— TEXTAUSZUG —
================================
Tiefkühl-Kristalle als Permafrost-Marker
Der Blick in natürliche „Archive“ gibt Aufschluss über die Klimavergangenheit der Erde, das sogenannte Paläoklima. Solche Archive sind etwa Ablagerungen im Inneren von Karsthöhlen. Für die Forschung sind Höhlensinter (von der Höhlendecke und vom Boden wachsenden Kalkablagerungen) interessant, denn diese Tropfsteine konservieren die Isotopen-Zusammensetzung von Sauerstoff und Kohlenstoff des einstigen Niederschlagswassers, die ihrerseits Rückschlüsse auf Klima und Umweltbedingungen in der Vergangenheit erlauben. Bislang wenig beachtet sind nun auch kryogene Höhlenkarbonate (im Englischen cryogenic cave carbonates, abgekürzt CCC) als wertvolle Marker für Klimaschwankungen der vergangenen 500.000 Jahre in den Fokus gerückt. CCC-Kristalle entstehen knapp unter dem Nullpunkt. Im langsam gefrierenden Wasser nimmt die Konzentration zu, da keine gelösten Minerale in das wachsende Eis eingebaut werden können. Schließlich beginnt Kalziumkarbonat aus diesem Wasser auszukristallisieren und bildet millimeter- bis zentimetergroße Aggregate. CCC sind somit Indikatoren für das ehemalige Vorhandensein von dauergefrorenem Boden, auch Permafrost genannt. Da der Ural von Norden nach Süden verläuft, lassen sich anhand geeigneter Proben aus Karsthöhlen in diesem Gebirge Aussagen über die Verschiebung der Permafrost-Grenze bis zu einer halben Million Jahre in die Vergangenheit treffen.
Helfende Hände und geschulte Augen
Yury Dublyansky, Geologe und Geochemiker in der Quaternary Research Group der Universität Innsbruck, hat 20 Jahre an der Russischen Akademie der Wissenschaften in Nowosibirsk (Sibirien) gearbeitet. Seine Verbindungen und Sprachkenntnisse waren Wegbereiter für das russisch-österreichische Kooperationsprojekt im Ural, das vom Wissenschaftsfonds FWF unterstützt wurde. Ohne Kooperation mit lokalen Höhlenforschungs-Vereinen wäre die Beprobung nicht durchführbar gewesen. Viele helfende Hände, Genehmigungen, Spezialausrüstung, ein geschultes Auge und geologische Kenntnisse waren notwendig, um nach den unscheinbaren CCC-Ablagerungen zu suchen. 40 teils abgelegene und geschützte Höhlen wurden beprobt, in neun davon wurden die Teams fündig. Anschließend wurden Uran-Thorium-Radio-Isotopen-Analysen in Kooperation mit Institutionen in China und den USA durchgeführt, mit denen das Alter der einzelnen Kristalle genau bestimmt werden konnte.
================================
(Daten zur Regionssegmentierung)
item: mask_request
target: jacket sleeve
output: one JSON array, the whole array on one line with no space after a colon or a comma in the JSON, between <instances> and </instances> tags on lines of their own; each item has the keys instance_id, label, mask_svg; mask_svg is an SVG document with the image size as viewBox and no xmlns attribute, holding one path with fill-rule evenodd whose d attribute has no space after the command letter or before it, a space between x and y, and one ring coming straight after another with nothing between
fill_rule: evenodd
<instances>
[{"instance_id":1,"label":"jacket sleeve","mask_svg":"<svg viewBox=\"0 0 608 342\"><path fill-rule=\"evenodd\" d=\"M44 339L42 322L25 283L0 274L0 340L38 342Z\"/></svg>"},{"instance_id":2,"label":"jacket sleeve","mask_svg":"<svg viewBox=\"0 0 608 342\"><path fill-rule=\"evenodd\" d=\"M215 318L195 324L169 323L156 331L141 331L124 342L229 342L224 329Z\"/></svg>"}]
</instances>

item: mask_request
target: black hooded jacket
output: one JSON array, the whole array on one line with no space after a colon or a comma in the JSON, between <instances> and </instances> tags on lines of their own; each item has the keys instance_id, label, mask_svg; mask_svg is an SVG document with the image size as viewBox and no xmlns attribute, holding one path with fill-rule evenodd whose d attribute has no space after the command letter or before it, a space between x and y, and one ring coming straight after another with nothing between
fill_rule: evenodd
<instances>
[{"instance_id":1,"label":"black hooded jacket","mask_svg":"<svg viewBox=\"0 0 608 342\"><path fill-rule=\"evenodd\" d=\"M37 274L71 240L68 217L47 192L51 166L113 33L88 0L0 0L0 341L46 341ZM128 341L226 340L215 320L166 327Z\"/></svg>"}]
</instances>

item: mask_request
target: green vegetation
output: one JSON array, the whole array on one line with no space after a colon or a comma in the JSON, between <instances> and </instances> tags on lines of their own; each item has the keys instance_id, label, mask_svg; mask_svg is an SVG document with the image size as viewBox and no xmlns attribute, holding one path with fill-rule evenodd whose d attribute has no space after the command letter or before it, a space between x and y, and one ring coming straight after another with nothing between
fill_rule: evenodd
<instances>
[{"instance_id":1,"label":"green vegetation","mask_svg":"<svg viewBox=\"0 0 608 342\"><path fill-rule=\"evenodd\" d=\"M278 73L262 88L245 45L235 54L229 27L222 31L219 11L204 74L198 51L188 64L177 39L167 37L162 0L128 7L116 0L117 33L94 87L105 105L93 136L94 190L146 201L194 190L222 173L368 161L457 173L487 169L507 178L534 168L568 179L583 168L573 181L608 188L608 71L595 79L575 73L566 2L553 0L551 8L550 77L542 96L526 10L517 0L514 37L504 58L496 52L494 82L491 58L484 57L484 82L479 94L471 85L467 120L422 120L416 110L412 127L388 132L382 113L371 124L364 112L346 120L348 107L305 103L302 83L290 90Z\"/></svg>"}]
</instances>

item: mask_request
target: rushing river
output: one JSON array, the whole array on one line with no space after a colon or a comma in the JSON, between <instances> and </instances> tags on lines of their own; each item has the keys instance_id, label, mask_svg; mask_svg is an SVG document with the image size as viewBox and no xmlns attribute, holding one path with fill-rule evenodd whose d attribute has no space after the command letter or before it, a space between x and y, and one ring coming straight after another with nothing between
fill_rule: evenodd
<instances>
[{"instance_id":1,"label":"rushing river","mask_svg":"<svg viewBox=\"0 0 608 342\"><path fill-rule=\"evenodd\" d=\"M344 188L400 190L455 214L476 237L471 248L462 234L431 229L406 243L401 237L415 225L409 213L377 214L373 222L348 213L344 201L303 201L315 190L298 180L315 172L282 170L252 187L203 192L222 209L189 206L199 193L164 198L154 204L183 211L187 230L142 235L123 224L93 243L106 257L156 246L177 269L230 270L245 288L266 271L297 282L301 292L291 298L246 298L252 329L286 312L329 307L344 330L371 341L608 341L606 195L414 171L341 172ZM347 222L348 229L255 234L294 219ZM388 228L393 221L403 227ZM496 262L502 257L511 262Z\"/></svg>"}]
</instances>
================================
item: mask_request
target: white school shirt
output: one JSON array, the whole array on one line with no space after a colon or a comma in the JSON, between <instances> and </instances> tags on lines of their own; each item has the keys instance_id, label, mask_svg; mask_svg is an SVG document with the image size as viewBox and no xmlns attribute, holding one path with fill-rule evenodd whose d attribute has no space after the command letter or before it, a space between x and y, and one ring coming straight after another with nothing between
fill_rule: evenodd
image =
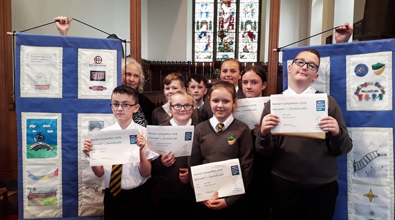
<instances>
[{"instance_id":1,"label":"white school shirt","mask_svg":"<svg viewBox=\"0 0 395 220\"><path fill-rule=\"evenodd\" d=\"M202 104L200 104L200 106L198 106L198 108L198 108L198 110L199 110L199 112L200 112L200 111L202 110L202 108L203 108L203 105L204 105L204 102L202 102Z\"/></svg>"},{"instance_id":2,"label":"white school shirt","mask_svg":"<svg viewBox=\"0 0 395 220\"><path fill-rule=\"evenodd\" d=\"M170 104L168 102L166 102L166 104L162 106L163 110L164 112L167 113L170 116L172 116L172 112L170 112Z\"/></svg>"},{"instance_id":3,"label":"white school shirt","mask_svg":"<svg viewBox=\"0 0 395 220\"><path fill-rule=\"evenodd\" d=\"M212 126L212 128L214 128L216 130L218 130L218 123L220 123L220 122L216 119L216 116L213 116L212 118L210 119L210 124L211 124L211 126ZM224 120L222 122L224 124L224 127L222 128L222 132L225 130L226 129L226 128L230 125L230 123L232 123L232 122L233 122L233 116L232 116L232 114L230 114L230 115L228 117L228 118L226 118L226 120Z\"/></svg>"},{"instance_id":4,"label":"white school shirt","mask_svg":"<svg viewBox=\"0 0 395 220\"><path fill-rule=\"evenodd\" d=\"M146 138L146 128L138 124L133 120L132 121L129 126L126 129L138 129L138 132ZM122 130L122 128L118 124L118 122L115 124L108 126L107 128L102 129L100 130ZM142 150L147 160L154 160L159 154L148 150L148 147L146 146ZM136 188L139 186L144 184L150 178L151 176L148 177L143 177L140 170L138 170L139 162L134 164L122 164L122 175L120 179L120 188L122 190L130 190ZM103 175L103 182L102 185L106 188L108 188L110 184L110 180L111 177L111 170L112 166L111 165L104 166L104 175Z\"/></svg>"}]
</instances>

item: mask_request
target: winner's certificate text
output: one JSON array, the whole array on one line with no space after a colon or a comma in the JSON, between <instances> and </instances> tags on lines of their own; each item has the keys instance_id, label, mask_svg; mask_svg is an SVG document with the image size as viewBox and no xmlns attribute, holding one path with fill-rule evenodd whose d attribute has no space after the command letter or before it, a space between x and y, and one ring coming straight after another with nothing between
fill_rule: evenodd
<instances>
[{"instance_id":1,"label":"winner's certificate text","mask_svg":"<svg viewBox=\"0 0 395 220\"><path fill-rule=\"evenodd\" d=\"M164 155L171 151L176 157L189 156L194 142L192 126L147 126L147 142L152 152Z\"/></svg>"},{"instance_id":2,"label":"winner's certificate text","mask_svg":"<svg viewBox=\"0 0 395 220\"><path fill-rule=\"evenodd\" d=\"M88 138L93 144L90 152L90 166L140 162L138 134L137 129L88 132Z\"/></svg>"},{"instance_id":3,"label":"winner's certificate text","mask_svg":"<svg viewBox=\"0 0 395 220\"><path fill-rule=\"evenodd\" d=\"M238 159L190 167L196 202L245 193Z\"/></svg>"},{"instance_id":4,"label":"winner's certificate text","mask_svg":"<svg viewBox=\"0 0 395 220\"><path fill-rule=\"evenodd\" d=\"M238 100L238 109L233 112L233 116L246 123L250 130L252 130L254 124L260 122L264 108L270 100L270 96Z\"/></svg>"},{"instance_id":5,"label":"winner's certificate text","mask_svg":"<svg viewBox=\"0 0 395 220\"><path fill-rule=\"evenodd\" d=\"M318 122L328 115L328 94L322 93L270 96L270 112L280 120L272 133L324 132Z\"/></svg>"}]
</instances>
================================
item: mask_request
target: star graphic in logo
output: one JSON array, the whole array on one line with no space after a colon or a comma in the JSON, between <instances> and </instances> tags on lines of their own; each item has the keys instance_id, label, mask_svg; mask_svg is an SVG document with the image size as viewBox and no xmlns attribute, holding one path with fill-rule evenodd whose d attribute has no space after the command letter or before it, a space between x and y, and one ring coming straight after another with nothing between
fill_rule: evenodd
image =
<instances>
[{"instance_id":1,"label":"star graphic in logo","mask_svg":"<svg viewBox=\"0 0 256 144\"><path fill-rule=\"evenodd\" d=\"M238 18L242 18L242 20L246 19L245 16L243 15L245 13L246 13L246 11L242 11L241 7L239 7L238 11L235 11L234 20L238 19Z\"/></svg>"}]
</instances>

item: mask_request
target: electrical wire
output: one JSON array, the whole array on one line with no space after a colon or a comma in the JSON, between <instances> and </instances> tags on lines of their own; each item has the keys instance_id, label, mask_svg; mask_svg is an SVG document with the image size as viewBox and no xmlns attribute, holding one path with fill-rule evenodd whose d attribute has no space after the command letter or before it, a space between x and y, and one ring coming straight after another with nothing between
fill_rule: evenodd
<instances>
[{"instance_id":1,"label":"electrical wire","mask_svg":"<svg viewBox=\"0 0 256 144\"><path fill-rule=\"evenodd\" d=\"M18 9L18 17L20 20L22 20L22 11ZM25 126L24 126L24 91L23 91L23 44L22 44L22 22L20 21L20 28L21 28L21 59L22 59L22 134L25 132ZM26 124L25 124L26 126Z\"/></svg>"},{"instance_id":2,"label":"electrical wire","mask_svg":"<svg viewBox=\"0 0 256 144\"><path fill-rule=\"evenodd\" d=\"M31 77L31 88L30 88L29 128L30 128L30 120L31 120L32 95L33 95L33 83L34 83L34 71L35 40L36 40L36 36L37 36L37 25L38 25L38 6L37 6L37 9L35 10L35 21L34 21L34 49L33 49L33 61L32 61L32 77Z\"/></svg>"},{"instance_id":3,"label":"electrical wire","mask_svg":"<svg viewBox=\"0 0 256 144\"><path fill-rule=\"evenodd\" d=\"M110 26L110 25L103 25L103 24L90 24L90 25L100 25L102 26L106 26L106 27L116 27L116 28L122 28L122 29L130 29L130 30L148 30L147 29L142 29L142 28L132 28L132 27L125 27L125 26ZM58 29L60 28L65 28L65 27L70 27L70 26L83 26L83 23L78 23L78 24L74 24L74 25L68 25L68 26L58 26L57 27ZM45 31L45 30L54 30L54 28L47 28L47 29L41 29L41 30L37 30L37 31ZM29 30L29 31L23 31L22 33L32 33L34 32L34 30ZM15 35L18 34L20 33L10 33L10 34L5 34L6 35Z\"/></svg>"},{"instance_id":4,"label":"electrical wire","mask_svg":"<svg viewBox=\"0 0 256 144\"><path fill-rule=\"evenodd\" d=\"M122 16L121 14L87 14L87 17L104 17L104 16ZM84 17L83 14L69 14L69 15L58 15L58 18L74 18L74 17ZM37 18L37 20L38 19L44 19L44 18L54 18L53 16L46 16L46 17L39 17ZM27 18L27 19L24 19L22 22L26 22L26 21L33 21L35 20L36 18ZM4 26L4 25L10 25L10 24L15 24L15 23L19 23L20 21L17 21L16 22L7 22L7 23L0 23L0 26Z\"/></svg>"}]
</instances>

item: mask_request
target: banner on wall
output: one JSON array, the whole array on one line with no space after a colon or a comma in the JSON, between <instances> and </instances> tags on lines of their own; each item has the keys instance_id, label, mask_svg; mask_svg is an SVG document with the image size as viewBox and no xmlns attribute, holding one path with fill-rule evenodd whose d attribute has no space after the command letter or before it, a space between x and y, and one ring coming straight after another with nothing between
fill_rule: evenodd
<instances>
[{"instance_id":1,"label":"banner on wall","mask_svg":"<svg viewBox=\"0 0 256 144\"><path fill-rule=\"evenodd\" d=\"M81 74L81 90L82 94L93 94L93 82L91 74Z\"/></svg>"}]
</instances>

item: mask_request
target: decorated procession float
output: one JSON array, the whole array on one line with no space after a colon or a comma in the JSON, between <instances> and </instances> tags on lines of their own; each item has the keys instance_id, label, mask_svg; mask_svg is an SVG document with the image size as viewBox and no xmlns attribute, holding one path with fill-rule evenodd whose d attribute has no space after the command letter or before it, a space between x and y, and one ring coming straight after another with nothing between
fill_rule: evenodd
================================
— GESTELLTE AUFGABEN —
[A] Welche Zeilen der Einträge enthalten die Zeichenfolge „target“? Ermittle sie alle und schreib jede unverändert ab.
[B] Wie könnte der Text über kryogene Höhlenkarbonate im Ural weitergehen? Nimm ihn nach seinem letzten Satz wieder auf.
Der Text über kryogene Höhlenkarbonate und die Einträge stammen aus verschiedenen Quellen.

— ANTWORTEN —
[A]
target: jacket sleeve
target: black hooded jacket
target: green vegetation
target: rushing river
target: white school shirt
target: winner's certificate text
target: star graphic in logo
target: electrical wire
target: banner on wall
target: decorated procession float

[B]
Große Umschwünge und schnellere Schwankungen
Als Kratzen an der Oberfläche beschreibt der Geologe die bislang vorliegenden Ergebnisse: „CCC sind ein wichtiger Marker, aber sensitiver und zum Teil komplexer als bisher gedacht. Die Daten zeugen nicht nur von großen Umschwüngen von arktischem zu milden Klima im Ural. Wir beginnen auch kleinere Temperaturschwankungen zu sehen.“ Während maximal kalten Klimaperioden reichte nach diesen Daten die Permafrost-Südgrenze beinahe bis zum Kaspischen Meer. „In manchen Höhlen fanden wir mehrere Generationen von CCC. Nun wissen wir, dass dort zu verschiedenen Zeiten in der Vergangenheit Permafrost geherrscht hat. Solche genauen Einblicke können andere Paläoklima-Archive nicht bieten“, so Yuri Dublyansky. Die letzte Eiszeit vor etwa 25.000 Jahren konnte mit CCC-Funden im Süd-Ural eindeutig nachgewiesen werden. Aber auch für den Zeitraum vor circa 37.000 und circa 48.000 Jahren liegen nunmehr Belege für Permafrost vor. Besonders interessant ist der Forschungsansatz, der CCC mit Tropfsteinen in ein- und derselben Höhle kombiniert: Erstere indizieren kaltzeitliche Bedingungen, während durch Tropfsteine wärmere Klimaphasen belegt sind.
Klirrend kalte Kunstwerke
Im Zuge der Probennahme besuchte Yuri Dublyansky auch die Shulgan-Tash Höhle, in der vor 60 Jahren altsteinzeitliche Höhlenzeichnungen gefunden wurden. Durch seine Forschungsarbeit konnten diese nun genauer datiert werden. Die berühmten Darstellungen von Mammuts und eines zweihöckrigen Kamels wurden vor rund 16.000 bis 19.000 Jahren angefertigt: „Nach der Kombination aller Daten können wir sagen, dass diese Kunstwerke tief im Inneren einer dunklen Höhle angefertigt wurden und zwar als dort Minusgrade herrschten.“
Zur Person Yuri Dublyansky arbeitet seit 2006 am Institut für Geologie der Universität Innsbruck und forscht seit den 1990er-Jahren an Formationen in Karsthöhlen. 2003 bis 2006 arbeitete er am Museo Tridentino di Scienze Naturali (Trento, Italien) an neuen Methoden und Techniken für paläoklimatische Studien und war zuvor an der geologischen Evaluierung geplanter Atommüll-Lagerstätten in Nevada und Nowaja Semlja beteiligt. Seine Forschungsschwerpunkte sind Isotopen-Geochemie, Fluideinschlüsse in Kristallen, Bildung von Höhlen und Paläohydrologie.